Top of Supplied material
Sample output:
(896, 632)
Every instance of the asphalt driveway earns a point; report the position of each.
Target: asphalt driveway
Bottom of Supplied material
Top of Supplied material
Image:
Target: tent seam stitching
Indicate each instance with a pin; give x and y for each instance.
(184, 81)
Bottom of Supplied material
**Required action:** Copy every line of the material above in which the word "Target" appears.

**Result of the exercise:**
Target: asphalt driveway
Target: tent seam stitching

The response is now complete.